Objective 1:
According to the article on postseason home-field advantage, what is the Phillies' home playoff record at Citizens Bank Park since 2004?
Objective 2:
From the article on postseason home-field advantage, reproduce the passage that begins at "Which ballparks have" and ends after "It’s the latter.".
Objective 3:
Carry on the article about ballparks with the best postseason home-field advantage, picking up after its final line.

Text to read:
Which ballparks have best home-field advantage in postseason?

November 2nd, 2023

Players, coaches and fans alike say there’s nothing like the Philly home crowd come playoff time. But is this just a narrative, or do the numbers support a legit home-field advantage?

Spoiler alert: It’s the latter.

Despite falling in the final two games of the 2023 NLCS at home to Arizona, the Phillies are 28-13 in home playoff games since the team began playing at Citizens Bank Park in 2004. That’s a .683 win percentage -- the best by any team in any stadium in postseason history (minimum 20 games).

Below are the top 10 ballparks that have produced the best home records in playoff history.

1. Philadelphia Phillies, Citizens Bank Park (2004-present)
28-13 record (.683)

Information shown:
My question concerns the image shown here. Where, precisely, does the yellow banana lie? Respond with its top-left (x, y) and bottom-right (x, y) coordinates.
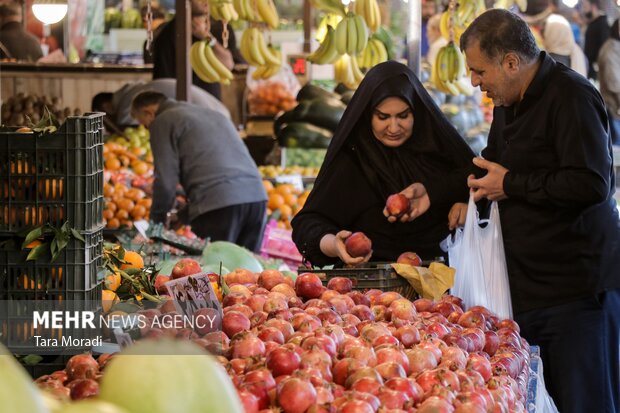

Exercise answer 1:
28-13, a .683 win percentage

Exercise answer 2:
Which ballparks have best home-field advantage in postseason?

November 2nd, 2023

Players, coaches and fans alike say there’s nothing like the Philly home crowd come playoff time. But is this just a narrative, or do the numbers support a legit home-field advantage?

Spoiler alert: It’s the latter.

Exercise answer 3:
Most of these playoff games came during the heyday of the Ryan Howard-Chase Utley-Jimmy Rollins core, including a magical 2008 run when the team finished 11-3 in the playoffs, culminating with a 4-3 win over Tampa Bay to clinch the Fall Classic at home. But in the past two years, a new generation of players has created some October magic, as last year’s team was the first No. 6 seed to reach the World Series, and the 2023 group was on the verge of making it to the Fall Classic. Notably, the Phillies were only 11-14 in home playoff games at their prior home (Veterans Stadium).

2. New York Mets, Shea Stadium (1964-2008)
26-13 record (.667)

With all due respect to the 1969 “Miracle Mets,” who clinched the World Series with a Game 5 home win over the Orioles, the most memorable Fall Classic event at Shea Stadium -- and maybe at any stadium -- took place in 1986. In the bottom of the 10th of a tied Game 6, the infamous Bill Buckner error gave the Mets a walk-off win to keep the series alive. Two days later, also at home, the Mets overcame a 3-0 lead to win Game 7 and finish off a classic series.

3. St. Louis Cardinals, Busch Stadium II (1966-2005)
35-18 record (.660)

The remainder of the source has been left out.